_ÉNONCÉ 1:_
Indiquez si chacune des affirmations suivantes concorde avec le texte fourni, en répondant par oui ou par non et en citant mot pour mot le passage décisif.
(a) La condition d'exil fait partie de l'expérience des chrétiens de tous les temps.
(b) Il existe un appui sûr auquel s'accrocher.
(c) Le pèlerin avance reposé vers un but connu.
_ÉNONCÉ 2:_
Répondez aux questions suivantes à partir du texte fourni.
(a) Pourquoi faisons-nous l'expérience du désert ?
(b) Qu'est-ce qui nous étreint ?
(c) Qu'est-ce qui emporte tout ?

-------- TEXTE FOURNI --------

Cristina Kaufmann
La nuit comme le jour illumine – XI
La condition d’exil fait partie de l’expérience des chrétiens de tous les temps. Comment vivons-nous cette vérité dans le concret de notre existence?
Nous expérimentons le désert parce que nous vivons loin de nous-mêmes, aliénés par tant d’influences extérieures négatives auxquelles nous ne pouvons ou ne savons pas nous soustraire. Une insatisfaction profonde nous étreint: tout est fugace, la mort et la finitude nous cernent de toutes parts. Il n’y a aucun appui sûr où s’accrocher, le temps est inexorable qui emporte tout, nous laissant dans le dépouillement et la pauvreté du pélerin qui avance fatigué vers le but inconnu.

-------- ENREGISTREMENTS FOURNIS --------

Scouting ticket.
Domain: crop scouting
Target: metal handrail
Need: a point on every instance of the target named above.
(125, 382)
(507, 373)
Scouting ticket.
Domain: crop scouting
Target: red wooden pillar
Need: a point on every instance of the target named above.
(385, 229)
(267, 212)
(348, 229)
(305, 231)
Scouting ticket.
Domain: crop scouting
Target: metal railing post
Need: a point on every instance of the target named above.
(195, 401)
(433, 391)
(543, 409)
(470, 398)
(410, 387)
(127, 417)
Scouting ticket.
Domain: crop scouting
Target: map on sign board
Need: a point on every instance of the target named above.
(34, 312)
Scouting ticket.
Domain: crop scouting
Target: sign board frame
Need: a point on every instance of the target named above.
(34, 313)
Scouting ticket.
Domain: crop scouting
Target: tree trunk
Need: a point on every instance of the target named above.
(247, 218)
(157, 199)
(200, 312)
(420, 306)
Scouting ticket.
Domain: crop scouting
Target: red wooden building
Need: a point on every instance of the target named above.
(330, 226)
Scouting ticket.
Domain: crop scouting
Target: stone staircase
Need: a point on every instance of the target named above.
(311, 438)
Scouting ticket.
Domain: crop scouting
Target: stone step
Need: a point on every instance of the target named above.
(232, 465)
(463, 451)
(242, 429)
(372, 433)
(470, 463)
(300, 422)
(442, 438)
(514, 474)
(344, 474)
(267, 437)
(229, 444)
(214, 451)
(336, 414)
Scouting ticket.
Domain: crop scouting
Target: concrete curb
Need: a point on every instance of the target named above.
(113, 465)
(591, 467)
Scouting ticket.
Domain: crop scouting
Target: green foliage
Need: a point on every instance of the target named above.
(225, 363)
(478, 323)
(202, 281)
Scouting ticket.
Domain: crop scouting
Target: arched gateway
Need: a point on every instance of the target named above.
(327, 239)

--------

_RÉPONSE RÉDIGÉE 1:_
(a) Oui : « La condition d’exil fait partie de l’expérience des chrétiens de tous les temps. »
(b) Non : « Il n’y a aucun appui sûr où s’accrocher ».
(c) Non : « du pélerin qui avance fatigué vers le but inconnu ».

_RÉPONSE RÉDIGÉE 2:_
(a) Nous faisons l'expérience du désert parce que nous vivons loin de nous-mêmes, aliénés par tant d'influences extérieures négatives auxquelles nous ne pouvons ou ne savons pas nous soustraire.
(b) C'est une insatisfaction profonde qui nous étreint.
(c) C'est le temps, qualifié d'inexorable, qui emporte tout.